§ Excerto do documento
Evgenia – Quando patinas com um parceiro e um erro acontece, a culpa é de ambos mesmo que tenha ocorrido num salto a solo. Não sentimentos de mágoa. Mas tudo depende realmente da relação entre os parceiros. Nós nunca sentimos que recebemos notas mais baixas do que as que merecemos. E nós nunca nos culpamos um ao outro.

Vladimir – Acho isso pouco profissional.

Pergunta: Vocês têm oportunidade de falar um com o outro enquanto patinam para mudar algo no programa caso seja necessário?

Vladimir – Apenas algumas pequenas coisas. Talvez para mudar um passo e juntarmo-nos. Nós não podemos mudar algo global. O programa é coreografado para o máximo das nossas possibilidades actuais. Nós apenas podemos falar sobre mudanças nos vestiários cerca de 15 minutos antes de irmos para a pista.

Pergunta: Ficaram com a sensação que o nível nos últimos mundiais foi super alto?

Vladimir – É difícil partilhar as nossas impressões desses campeonatos; por causa da lesão, o programa curto e o livre não foram realizados no seu potencial pleno e nós estávamos na nossa melhor forma! Nós patinámos bem mas houve competições onde patinámos melhor… Durante a época nós percebemos que estávamos a crescer tecnicamente e que o nosso par estava a ser recebido de maneira diferente. Como líder. A lesão arruinou essa impressão da temporada mas apesar disso nós fizemos todos os elementos e não falhámos nenhum.

Pergunta: Qual foi a competição mais enervante da época passada?

§ Exercícios
• a. Responda às perguntas com base na entrevista:
(i) Segundo Evgenia, de quem é a culpa quando acontece um erro ao patinar com um parceiro?
(ii) Segundo Vladimir, quanto tempo antes de irem para a pista podem falar sobre mudanças nos vestiários?
(iii) Segundo Vladimir, o que arruinou a impressão da temporada?
• b. Transcreva o trecho da entrevista desde "Pergunta: Ficaram com" até "da época passada?".

§ Conteúdo dos dados
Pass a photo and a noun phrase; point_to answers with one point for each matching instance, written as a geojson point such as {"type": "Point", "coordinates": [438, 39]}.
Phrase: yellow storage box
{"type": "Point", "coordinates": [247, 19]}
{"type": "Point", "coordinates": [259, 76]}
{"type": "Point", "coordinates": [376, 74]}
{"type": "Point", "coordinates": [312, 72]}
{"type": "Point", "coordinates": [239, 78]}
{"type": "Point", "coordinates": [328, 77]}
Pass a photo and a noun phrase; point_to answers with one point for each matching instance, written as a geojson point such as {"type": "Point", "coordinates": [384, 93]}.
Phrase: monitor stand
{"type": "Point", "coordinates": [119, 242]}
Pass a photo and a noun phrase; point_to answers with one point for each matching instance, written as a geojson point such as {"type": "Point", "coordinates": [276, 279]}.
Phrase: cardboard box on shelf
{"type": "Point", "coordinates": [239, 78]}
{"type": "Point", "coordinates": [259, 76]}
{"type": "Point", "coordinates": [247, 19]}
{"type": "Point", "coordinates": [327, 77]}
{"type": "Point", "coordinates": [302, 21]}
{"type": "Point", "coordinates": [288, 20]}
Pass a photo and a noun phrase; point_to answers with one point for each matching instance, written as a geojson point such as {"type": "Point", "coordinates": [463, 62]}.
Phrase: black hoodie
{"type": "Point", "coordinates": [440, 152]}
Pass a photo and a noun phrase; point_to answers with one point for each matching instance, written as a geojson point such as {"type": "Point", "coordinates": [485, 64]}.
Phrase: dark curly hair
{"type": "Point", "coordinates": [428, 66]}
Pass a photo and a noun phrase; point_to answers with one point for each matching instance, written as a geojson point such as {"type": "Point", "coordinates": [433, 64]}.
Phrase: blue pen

§ Resultados
• a.
(i) A culpa é de ambos, mesmo que o erro tenha ocorrido num salto a solo.
(ii) Cerca de 15 minutos antes.
(iii) A lesão.

• b.
Pergunta: Ficaram com a sensação que o nível nos últimos mundiais foi super alto?

Vladimir – É difícil partilhar as nossas impressões desses campeonatos; por causa da lesão, o programa curto e o livre não foram realizados no seu potencial pleno e nós estávamos na nossa melhor forma! Nós patinámos bem mas houve competições onde patinámos melhor… Durante a época nós percebemos que estávamos a crescer tecnicamente e que o nosso par estava a ser recebido de maneira diferente. Como líder. A lesão arruinou essa impressão da temporada mas apesar disso nós fizemos todos os elementos e não falhámos nenhum.

Pergunta: Qual foi a competição mais enervante da época passada?